REQUIREMENT —
Repeat each entry verbatim.

Records from a data collection:
====

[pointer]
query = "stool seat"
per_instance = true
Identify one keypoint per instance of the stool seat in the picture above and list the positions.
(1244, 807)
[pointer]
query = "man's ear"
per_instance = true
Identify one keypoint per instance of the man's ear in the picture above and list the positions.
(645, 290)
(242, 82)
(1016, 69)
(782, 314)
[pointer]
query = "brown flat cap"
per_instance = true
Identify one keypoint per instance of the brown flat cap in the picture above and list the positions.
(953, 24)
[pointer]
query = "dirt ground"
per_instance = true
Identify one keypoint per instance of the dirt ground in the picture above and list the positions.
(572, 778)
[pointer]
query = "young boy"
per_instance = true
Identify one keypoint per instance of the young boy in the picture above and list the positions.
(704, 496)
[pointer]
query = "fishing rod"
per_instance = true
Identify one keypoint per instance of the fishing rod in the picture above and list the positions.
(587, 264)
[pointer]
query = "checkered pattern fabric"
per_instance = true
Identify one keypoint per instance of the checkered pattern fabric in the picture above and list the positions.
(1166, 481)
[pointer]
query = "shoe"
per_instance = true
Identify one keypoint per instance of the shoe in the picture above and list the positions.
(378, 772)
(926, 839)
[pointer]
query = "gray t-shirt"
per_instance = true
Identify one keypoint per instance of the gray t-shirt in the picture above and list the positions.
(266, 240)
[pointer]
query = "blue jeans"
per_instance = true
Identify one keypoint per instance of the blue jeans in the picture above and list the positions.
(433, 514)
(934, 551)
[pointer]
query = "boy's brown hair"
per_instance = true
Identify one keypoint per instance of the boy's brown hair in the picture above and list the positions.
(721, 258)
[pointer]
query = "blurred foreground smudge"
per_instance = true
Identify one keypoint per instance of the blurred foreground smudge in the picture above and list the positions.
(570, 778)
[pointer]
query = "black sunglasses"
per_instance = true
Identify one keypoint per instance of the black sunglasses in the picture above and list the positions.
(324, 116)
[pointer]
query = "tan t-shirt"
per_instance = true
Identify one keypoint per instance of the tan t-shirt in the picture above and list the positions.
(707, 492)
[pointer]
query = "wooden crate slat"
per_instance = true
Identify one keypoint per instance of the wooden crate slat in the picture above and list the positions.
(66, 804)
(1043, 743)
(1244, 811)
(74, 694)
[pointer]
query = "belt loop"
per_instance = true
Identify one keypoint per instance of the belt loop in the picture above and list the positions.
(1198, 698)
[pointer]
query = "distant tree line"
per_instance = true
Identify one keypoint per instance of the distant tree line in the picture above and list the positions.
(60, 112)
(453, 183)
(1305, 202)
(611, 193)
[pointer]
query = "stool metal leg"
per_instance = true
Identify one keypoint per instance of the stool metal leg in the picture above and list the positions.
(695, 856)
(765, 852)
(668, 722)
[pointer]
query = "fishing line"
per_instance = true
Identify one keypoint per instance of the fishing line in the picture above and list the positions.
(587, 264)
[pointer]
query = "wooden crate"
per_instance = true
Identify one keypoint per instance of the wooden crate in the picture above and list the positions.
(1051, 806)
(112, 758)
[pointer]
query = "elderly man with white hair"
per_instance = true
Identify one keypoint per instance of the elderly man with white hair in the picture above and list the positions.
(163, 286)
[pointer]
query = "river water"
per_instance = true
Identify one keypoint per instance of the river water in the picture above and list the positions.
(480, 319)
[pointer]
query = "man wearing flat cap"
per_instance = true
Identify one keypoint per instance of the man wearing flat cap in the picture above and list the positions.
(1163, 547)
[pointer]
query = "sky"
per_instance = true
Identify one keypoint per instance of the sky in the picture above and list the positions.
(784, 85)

====

RESULT OF THE EXERCISE —
[pointer]
query = "stool seat"
per_instance = true
Identify one keypoint per instance of the stool seat in the picture above and list the positions.
(1244, 807)
[pointer]
query = "man's ear"
per_instance = true
Identify one keypoint per instance of the man's ear in the picture above and list the positions.
(645, 290)
(242, 82)
(1016, 69)
(782, 314)
[pointer]
query = "brown flat cap"
per_instance = true
Identify one keypoint per instance of the brown flat cap in the picture above and list the positions.
(953, 24)
[pointer]
query = "dirt ground"
per_instance = true
Identify one keypoint per instance of the dirt ground in the picture above and list the positions.
(572, 778)
[pointer]
query = "young boy"
per_instance = true
Identify one keypoint per instance of the young boy in the picture above and list the positions.
(704, 496)
[pointer]
query = "fishing rod"
per_instance = true
Identify one keypoint per instance of the fishing rod in the picture above and list the positions.
(587, 264)
[pointer]
query = "checkered pattern fabric"
per_instance = true
Identify one keypoint per instance of the checkered pattern fabric in the picture above and list the positions.
(1166, 481)
[pointer]
query = "shoe"
per_instance = true
Identify one keypoint per instance of the shoe in the picture above and list the positions.
(378, 772)
(926, 839)
[pointer]
query = "gray t-shirt"
per_instance = true
Identify one keypoint per instance of the gray t-shirt in the picture above and list the positions.
(266, 240)
[pointer]
query = "blue jeans"
per_instance = true
Identify one keypoint per instance of the blue jeans in the picture above and list the positions.
(433, 514)
(934, 551)
[pointer]
query = "boy's brown hair"
per_instance = true
Identify one keypoint per instance of the boy's brown hair in the picture above and list the positions.
(721, 258)
[pointer]
query = "blurred foreground smudge"
per_instance = true
Identify one keypoint per instance of the blurred foreground smudge in the picture above and list the positions.
(570, 778)
[pointer]
query = "black sunglasses"
per_instance = true
Identify one keypoint per instance of the black sunglasses in the picture above and list the positions.
(324, 116)
[pointer]
query = "tan t-shirt"
per_instance = true
Identify one keypoint per instance of the tan t-shirt in the picture above and list the positions.
(707, 492)
[pointer]
query = "wooden crate slat"
per_instance = true
Identify one keypoint per instance of the wooden crate slat in the picture above and list the positions.
(66, 804)
(1043, 743)
(1244, 811)
(74, 694)
[pointer]
query = "belt loop"
per_instance = true
Identify one keypoint per instance of the belt loop in the picture above and list the positions.
(1198, 698)
[pointer]
query = "distant tree line"
per_instance = true
Identify one keypoint per instance of the distant tree line in the picture above and list the positions.
(60, 112)
(453, 183)
(1305, 202)
(611, 193)
[pointer]
query = "stool metal leg"
per_instance = true
Identify one keypoint per instance of the stool metal leg in the picture above and list the positions.
(695, 856)
(765, 852)
(668, 722)
[pointer]
query = "fishing line"
per_instance = true
Identify one keypoint per instance of the fishing line in the picture above and list the positions.
(587, 264)
[pointer]
query = "wooden crate"
per_instance = true
Identify one keypoint per instance of the wooden crate in the picture above and list the positions.
(1051, 806)
(112, 758)
[pointer]
query = "elderly man with white hair"
per_instance = true
Identify one keypoint per instance of the elderly man with white hair in the picture above and list the positions.
(163, 286)
[pointer]
query = "river water"
per_instance = true
Identify one keypoint per instance of the river water in the picture above and list the positions.
(480, 319)
[pointer]
query = "man wearing flat cap"
per_instance = true
Identify one keypoint per instance of the man wearing flat cap in the picture above and list the positions.
(1163, 547)
[pointer]
query = "sky"
per_instance = true
Identify one keypoint per instance of the sky in the picture above and list the positions.
(784, 85)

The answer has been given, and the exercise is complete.